Set task | Reproduce, unchanged, the lines of the items from the one containing "mountain with a point." through the last line of the items, with both ends included.

※ ※ ※

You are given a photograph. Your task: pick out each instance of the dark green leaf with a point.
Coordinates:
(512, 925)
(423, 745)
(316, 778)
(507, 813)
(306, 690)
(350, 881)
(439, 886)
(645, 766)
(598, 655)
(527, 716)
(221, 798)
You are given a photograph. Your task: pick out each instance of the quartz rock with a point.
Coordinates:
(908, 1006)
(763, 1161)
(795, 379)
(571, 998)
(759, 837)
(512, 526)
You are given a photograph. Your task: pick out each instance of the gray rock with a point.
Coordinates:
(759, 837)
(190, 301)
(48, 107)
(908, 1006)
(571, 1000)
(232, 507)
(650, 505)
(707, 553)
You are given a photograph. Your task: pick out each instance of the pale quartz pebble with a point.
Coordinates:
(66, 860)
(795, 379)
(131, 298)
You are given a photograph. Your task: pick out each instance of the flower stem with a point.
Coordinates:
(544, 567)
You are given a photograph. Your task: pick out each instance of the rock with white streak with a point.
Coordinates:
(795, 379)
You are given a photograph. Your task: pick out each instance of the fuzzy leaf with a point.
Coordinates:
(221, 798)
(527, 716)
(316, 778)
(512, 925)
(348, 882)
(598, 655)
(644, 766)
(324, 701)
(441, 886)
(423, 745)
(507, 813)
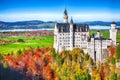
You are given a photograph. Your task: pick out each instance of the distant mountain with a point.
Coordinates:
(37, 24)
(101, 23)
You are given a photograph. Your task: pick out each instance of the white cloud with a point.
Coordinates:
(78, 17)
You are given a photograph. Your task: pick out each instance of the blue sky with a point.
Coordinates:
(52, 10)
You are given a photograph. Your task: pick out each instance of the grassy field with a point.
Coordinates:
(33, 42)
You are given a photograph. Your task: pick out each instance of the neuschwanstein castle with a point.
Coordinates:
(69, 35)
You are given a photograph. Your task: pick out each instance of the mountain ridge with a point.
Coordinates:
(37, 24)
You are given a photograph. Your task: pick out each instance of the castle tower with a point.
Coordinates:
(65, 16)
(71, 34)
(56, 37)
(113, 33)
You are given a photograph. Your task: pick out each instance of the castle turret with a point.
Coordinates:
(56, 37)
(71, 34)
(65, 17)
(113, 33)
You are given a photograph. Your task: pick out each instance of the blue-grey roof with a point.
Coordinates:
(65, 27)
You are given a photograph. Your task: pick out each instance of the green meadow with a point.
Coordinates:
(41, 41)
(33, 42)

※ ※ ※

The solution |
You are given a photograph. Your task: pick out each instance of the distant mountain with a point.
Coordinates:
(37, 24)
(101, 23)
You are given a photograph. Your task: pick out each instance of the white cloud with a point.
Coordinates:
(78, 17)
You are given a photograph. Your task: pick out each instance of the blue sky with a point.
Coordinates:
(52, 10)
You are given a photograph. Your task: pick out each instance of the grassy field with a point.
Coordinates:
(33, 42)
You are given a photograph. Your task: pick out each instance of the neuschwanstein castle with a point.
Coordinates:
(69, 35)
You are given a photograph. Your task: pick out each instance of the mountain ridge with a point.
Coordinates:
(37, 24)
You are given a photograph. Your task: pick out each instance of the castle tower with a point.
Coordinates:
(65, 16)
(71, 34)
(56, 37)
(113, 33)
You are given a photograph. Your task: pick out each instance of the castle turret with a point.
Coordinates:
(56, 37)
(71, 34)
(65, 17)
(113, 33)
You are given a photograph. Your task: pick out each instance of the blue-grey roof with a point.
Coordinates:
(65, 27)
You are given a photograph. Your task: pick out each instance of the green meadow with a point.
Coordinates:
(41, 41)
(33, 42)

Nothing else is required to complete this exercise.